- OBJECTIVE:
Rewrite everything from "Before going ahead" down to "of externalizing blames." in the book review, replacing "private sector" with "business community".

Start EXCERPTED PASSAGE

By Ifeoluwa Adedeji, Ohio University.
“The main reason why Africa’s people are poor is because their leaders have made this choice.” Mill’s first sentence in the ‘introduction’ of the book succinctly lays out his central message. With a per capita income 50 percent less than that of the next poorest region (South Asia), sub-Saharan Africa’s growth has lagged since independence. Many reasons have been put forward for the region’s slow development – a lack of human and government capacity, poor infrastructure and trade access, the effects of too little (or too much) foreign aid, the legacy of arbitrary colonial boundaries, low productivity or laziness or culture, climate, and geography. Many African leaders blame the rest of the world for African poverty. Yet, as Mills contends, African leaders – not a lack of capital, access to world markets, or technical expertise – are to blame for the continent’s underdevelopment.
Before going ahead to lay out his points, he admits possible limitations in the reception of his work – being a white South African and representing a foundation backed by the private sector. However, he more or less condemns any understanding of his work from these positions, arguing that that is in fact the reason why Africa has not developed: the perfection of the art of externalizing blames.

End EXCERPTED PASSAGE
Start RAW DATA

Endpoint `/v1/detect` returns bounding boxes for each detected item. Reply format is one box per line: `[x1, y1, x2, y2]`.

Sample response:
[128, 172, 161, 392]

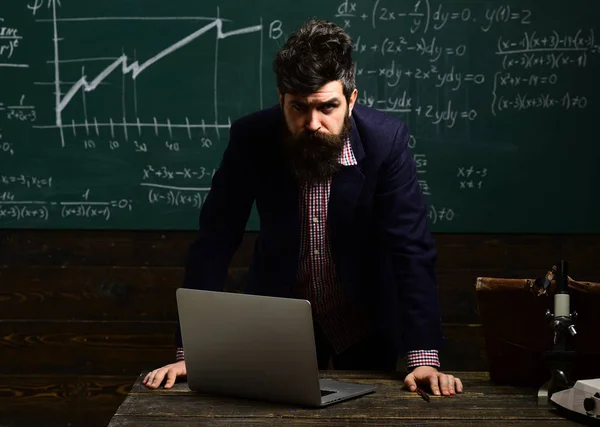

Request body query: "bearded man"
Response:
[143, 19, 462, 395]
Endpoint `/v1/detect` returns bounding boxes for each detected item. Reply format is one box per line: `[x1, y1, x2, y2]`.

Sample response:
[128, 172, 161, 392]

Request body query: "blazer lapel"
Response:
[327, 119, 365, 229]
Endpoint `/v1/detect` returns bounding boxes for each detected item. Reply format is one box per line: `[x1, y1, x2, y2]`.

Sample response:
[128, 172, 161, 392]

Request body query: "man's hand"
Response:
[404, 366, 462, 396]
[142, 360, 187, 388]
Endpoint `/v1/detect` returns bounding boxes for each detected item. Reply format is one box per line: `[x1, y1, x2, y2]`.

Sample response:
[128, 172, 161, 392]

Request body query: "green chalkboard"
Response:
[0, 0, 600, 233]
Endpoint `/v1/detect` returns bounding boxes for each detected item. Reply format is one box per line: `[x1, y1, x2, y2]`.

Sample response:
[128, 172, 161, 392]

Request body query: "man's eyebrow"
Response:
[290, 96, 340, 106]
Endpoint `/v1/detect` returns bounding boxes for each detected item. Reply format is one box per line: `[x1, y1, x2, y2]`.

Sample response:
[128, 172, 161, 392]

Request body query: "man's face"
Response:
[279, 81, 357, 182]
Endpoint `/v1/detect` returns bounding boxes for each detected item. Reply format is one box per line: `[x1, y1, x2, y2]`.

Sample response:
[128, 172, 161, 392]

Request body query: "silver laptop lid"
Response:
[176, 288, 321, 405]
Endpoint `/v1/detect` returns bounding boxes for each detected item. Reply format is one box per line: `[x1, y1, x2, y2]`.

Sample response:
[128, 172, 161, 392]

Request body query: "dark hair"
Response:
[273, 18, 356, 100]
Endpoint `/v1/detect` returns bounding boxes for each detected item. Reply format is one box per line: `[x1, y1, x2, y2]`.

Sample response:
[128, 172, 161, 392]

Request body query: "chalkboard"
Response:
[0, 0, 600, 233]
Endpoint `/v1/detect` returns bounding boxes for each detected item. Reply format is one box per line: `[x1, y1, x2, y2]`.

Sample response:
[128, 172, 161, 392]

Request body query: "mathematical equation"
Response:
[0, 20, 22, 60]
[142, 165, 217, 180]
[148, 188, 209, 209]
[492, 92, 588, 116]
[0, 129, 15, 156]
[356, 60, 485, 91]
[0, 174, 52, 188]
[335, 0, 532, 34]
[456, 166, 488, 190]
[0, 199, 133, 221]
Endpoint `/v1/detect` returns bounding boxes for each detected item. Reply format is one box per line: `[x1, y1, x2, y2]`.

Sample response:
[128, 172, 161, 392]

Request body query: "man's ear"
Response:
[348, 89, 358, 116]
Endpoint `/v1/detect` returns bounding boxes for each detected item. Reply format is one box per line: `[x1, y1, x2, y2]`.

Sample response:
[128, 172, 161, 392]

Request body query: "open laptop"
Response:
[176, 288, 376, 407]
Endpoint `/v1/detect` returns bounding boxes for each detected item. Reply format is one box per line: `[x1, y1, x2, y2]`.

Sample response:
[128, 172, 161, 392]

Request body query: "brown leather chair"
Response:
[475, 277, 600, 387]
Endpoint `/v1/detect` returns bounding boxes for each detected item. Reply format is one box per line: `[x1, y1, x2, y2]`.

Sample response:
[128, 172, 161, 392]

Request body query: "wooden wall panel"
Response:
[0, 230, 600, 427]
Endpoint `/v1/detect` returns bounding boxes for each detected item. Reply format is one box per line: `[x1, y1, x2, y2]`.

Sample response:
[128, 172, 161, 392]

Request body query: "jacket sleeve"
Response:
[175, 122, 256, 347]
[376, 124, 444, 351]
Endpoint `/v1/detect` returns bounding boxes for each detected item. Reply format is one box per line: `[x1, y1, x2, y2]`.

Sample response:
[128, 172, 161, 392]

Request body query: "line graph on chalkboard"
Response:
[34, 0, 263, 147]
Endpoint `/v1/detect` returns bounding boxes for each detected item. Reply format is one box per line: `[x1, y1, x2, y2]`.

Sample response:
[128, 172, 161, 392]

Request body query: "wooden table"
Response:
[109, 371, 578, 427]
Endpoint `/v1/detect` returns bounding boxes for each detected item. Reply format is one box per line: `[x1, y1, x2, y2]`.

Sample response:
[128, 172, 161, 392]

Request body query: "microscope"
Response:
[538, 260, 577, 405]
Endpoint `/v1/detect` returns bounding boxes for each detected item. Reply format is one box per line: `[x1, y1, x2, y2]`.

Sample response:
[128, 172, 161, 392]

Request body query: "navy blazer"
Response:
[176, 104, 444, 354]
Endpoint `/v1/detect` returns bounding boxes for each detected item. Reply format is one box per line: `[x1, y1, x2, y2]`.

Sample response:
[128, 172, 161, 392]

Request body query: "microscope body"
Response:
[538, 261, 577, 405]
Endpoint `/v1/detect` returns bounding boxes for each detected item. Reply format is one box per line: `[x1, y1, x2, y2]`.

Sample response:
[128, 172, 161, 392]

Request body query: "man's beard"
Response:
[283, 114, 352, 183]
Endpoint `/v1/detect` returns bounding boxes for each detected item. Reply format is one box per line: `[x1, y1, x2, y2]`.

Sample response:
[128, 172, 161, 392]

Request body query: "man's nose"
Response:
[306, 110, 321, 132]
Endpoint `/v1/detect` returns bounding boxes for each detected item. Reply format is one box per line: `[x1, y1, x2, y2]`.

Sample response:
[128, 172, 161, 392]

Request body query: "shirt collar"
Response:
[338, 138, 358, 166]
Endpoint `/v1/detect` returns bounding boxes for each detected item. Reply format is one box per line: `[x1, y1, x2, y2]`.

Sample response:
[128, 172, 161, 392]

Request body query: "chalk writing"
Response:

End RAW DATA

- ANSWER TO THE TASK:
Before going ahead to lay out his points, he admits possible limitations in the reception of his work – being a white South African and representing a foundation backed by the business community. However, he more or less condemns any understanding of his work from these positions, arguing that that is in fact the reason why Africa has not developed: the perfection of the art of externalizing blames.